DATASET EXTRACT:
'''

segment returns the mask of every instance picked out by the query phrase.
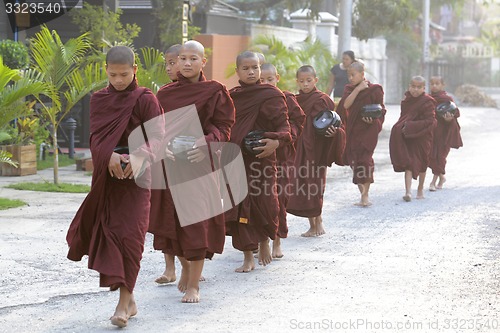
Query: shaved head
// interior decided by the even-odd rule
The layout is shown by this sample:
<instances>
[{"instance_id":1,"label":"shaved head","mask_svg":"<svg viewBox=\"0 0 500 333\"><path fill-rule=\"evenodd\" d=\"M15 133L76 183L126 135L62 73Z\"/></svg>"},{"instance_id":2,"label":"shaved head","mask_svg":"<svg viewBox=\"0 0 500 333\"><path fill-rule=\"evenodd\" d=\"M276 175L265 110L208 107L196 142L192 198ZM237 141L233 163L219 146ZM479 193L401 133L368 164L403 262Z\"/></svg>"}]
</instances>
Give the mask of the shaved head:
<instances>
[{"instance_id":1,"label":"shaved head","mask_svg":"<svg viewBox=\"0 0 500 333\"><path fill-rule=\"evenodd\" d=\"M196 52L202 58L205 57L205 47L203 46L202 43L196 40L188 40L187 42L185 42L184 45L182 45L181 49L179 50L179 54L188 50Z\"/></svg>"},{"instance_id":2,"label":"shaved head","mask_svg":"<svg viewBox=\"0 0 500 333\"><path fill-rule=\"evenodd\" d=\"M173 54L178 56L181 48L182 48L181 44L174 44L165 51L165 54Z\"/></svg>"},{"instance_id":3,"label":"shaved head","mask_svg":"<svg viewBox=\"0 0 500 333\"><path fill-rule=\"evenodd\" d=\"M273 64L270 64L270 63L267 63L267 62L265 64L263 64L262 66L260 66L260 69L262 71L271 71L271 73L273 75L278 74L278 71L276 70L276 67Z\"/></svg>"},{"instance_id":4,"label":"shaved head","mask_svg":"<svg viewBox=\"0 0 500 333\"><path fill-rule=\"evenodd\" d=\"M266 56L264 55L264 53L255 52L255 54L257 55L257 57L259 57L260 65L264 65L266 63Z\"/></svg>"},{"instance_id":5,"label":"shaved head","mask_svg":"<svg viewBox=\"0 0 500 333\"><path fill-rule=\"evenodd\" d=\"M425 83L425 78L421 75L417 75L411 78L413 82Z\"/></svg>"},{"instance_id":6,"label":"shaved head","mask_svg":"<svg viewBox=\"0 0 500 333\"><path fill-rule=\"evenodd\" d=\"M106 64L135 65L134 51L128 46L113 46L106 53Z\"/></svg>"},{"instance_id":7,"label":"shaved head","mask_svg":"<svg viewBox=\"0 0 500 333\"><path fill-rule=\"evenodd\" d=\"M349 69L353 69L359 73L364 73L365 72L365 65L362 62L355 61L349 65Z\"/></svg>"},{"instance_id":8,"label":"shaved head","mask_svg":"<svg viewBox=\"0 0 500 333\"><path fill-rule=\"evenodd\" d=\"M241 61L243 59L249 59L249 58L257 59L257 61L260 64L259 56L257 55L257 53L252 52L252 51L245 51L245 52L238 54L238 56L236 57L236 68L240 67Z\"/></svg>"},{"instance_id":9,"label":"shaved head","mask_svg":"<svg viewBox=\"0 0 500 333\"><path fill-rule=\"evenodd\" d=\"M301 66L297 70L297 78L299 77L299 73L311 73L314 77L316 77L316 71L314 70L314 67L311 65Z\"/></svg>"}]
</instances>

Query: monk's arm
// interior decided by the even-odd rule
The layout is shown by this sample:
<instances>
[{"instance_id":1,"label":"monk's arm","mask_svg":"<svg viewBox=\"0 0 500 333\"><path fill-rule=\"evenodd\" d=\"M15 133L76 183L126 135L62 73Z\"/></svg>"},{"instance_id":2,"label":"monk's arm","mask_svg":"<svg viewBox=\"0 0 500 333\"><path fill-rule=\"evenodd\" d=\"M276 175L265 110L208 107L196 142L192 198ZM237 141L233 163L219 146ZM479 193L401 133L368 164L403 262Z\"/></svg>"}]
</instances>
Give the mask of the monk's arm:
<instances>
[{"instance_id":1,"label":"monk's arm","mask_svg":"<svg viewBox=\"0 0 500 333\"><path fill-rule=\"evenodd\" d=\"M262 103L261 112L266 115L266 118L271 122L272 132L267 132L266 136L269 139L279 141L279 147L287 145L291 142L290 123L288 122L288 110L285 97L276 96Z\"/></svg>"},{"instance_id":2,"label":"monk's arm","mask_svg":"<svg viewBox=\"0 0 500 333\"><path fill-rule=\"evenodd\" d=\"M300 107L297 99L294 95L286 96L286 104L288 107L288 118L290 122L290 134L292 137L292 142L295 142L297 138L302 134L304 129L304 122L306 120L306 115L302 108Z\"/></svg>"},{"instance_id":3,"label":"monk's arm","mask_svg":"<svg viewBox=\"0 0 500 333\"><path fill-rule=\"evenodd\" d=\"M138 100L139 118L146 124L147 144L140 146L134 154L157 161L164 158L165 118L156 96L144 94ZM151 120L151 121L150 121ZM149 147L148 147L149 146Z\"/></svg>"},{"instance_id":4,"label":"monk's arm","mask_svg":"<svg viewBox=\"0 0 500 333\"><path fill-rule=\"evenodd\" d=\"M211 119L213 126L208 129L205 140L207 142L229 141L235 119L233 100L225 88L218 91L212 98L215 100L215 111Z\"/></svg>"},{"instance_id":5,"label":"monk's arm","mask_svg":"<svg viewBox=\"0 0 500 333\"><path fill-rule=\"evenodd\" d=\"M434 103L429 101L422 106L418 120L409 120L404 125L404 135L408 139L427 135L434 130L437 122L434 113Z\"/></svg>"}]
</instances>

'''

BRIEF: Output everything in the records above word for word, but not the pictures.

EXPECTED ANSWER:
segment returns the mask of every instance picked out by the query phrase.
Query: shaved head
// interior decided by the even-odd rule
The layout is shown by this sample:
<instances>
[{"instance_id":1,"label":"shaved head","mask_svg":"<svg viewBox=\"0 0 500 333\"><path fill-rule=\"evenodd\" d=\"M15 133L76 183L126 135L62 73Z\"/></svg>"},{"instance_id":2,"label":"shaved head","mask_svg":"<svg viewBox=\"0 0 500 333\"><path fill-rule=\"evenodd\" d=\"M276 175L265 110L208 107L196 142L192 198ZM237 141L233 163L219 146ZM479 193L401 133L368 164L403 262Z\"/></svg>"}]
</instances>
Give the mask of the shaved head:
<instances>
[{"instance_id":1,"label":"shaved head","mask_svg":"<svg viewBox=\"0 0 500 333\"><path fill-rule=\"evenodd\" d=\"M196 52L202 58L205 57L205 47L203 46L202 43L196 40L188 40L187 42L185 42L184 45L182 45L181 49L179 50L179 54L188 50Z\"/></svg>"},{"instance_id":2,"label":"shaved head","mask_svg":"<svg viewBox=\"0 0 500 333\"><path fill-rule=\"evenodd\" d=\"M173 54L178 56L181 48L182 48L181 44L174 44L165 51L165 54Z\"/></svg>"},{"instance_id":3,"label":"shaved head","mask_svg":"<svg viewBox=\"0 0 500 333\"><path fill-rule=\"evenodd\" d=\"M273 64L270 64L270 63L267 63L267 62L265 64L263 64L262 66L260 66L260 69L262 71L271 71L271 73L273 75L278 74L278 71L276 70L276 67Z\"/></svg>"},{"instance_id":4,"label":"shaved head","mask_svg":"<svg viewBox=\"0 0 500 333\"><path fill-rule=\"evenodd\" d=\"M266 56L264 55L264 53L255 52L255 54L257 55L257 57L259 57L260 65L264 65L266 63Z\"/></svg>"},{"instance_id":5,"label":"shaved head","mask_svg":"<svg viewBox=\"0 0 500 333\"><path fill-rule=\"evenodd\" d=\"M425 83L425 78L421 75L417 75L411 78L413 82Z\"/></svg>"},{"instance_id":6,"label":"shaved head","mask_svg":"<svg viewBox=\"0 0 500 333\"><path fill-rule=\"evenodd\" d=\"M106 64L135 65L134 51L128 46L113 46L106 53Z\"/></svg>"},{"instance_id":7,"label":"shaved head","mask_svg":"<svg viewBox=\"0 0 500 333\"><path fill-rule=\"evenodd\" d=\"M349 69L353 69L359 73L364 73L365 72L365 65L362 62L355 61L349 65Z\"/></svg>"},{"instance_id":8,"label":"shaved head","mask_svg":"<svg viewBox=\"0 0 500 333\"><path fill-rule=\"evenodd\" d=\"M241 61L243 59L249 59L249 58L257 59L257 61L260 64L259 56L257 55L257 53L252 52L252 51L245 51L245 52L238 54L238 56L236 57L236 68L240 67Z\"/></svg>"},{"instance_id":9,"label":"shaved head","mask_svg":"<svg viewBox=\"0 0 500 333\"><path fill-rule=\"evenodd\" d=\"M301 66L297 70L297 78L299 77L299 73L311 73L314 77L316 77L316 71L314 70L314 67L311 65Z\"/></svg>"}]
</instances>

Query: monk's arm
// interior decided by the even-odd rule
The layout is shown by this sample:
<instances>
[{"instance_id":1,"label":"monk's arm","mask_svg":"<svg viewBox=\"0 0 500 333\"><path fill-rule=\"evenodd\" d=\"M15 133L76 183L126 135L62 73Z\"/></svg>"},{"instance_id":2,"label":"monk's arm","mask_svg":"<svg viewBox=\"0 0 500 333\"><path fill-rule=\"evenodd\" d=\"M276 175L265 110L208 107L196 142L192 198ZM237 141L233 163L219 146ZM479 193L401 133L368 164L403 262Z\"/></svg>"}]
</instances>
Give the mask of the monk's arm:
<instances>
[{"instance_id":1,"label":"monk's arm","mask_svg":"<svg viewBox=\"0 0 500 333\"><path fill-rule=\"evenodd\" d=\"M262 103L261 112L266 115L266 118L271 122L272 132L267 132L266 136L269 139L279 141L279 147L287 145L291 142L290 123L288 122L288 110L285 97L276 96Z\"/></svg>"},{"instance_id":2,"label":"monk's arm","mask_svg":"<svg viewBox=\"0 0 500 333\"><path fill-rule=\"evenodd\" d=\"M300 107L297 99L294 95L286 96L286 104L288 107L288 118L290 122L290 134L292 137L292 142L295 142L297 138L302 134L304 129L304 122L306 120L306 115L302 108Z\"/></svg>"},{"instance_id":3,"label":"monk's arm","mask_svg":"<svg viewBox=\"0 0 500 333\"><path fill-rule=\"evenodd\" d=\"M138 100L139 118L146 124L147 144L140 146L134 154L157 161L164 158L165 118L156 96L144 94ZM151 120L151 121L150 121ZM149 147L148 147L149 146Z\"/></svg>"},{"instance_id":4,"label":"monk's arm","mask_svg":"<svg viewBox=\"0 0 500 333\"><path fill-rule=\"evenodd\" d=\"M211 119L213 126L208 129L205 140L207 142L229 141L235 119L233 100L225 88L218 91L212 98L215 100L215 111Z\"/></svg>"},{"instance_id":5,"label":"monk's arm","mask_svg":"<svg viewBox=\"0 0 500 333\"><path fill-rule=\"evenodd\" d=\"M434 103L429 101L422 106L418 120L409 120L404 125L404 135L408 139L427 135L434 130L437 122L434 113Z\"/></svg>"}]
</instances>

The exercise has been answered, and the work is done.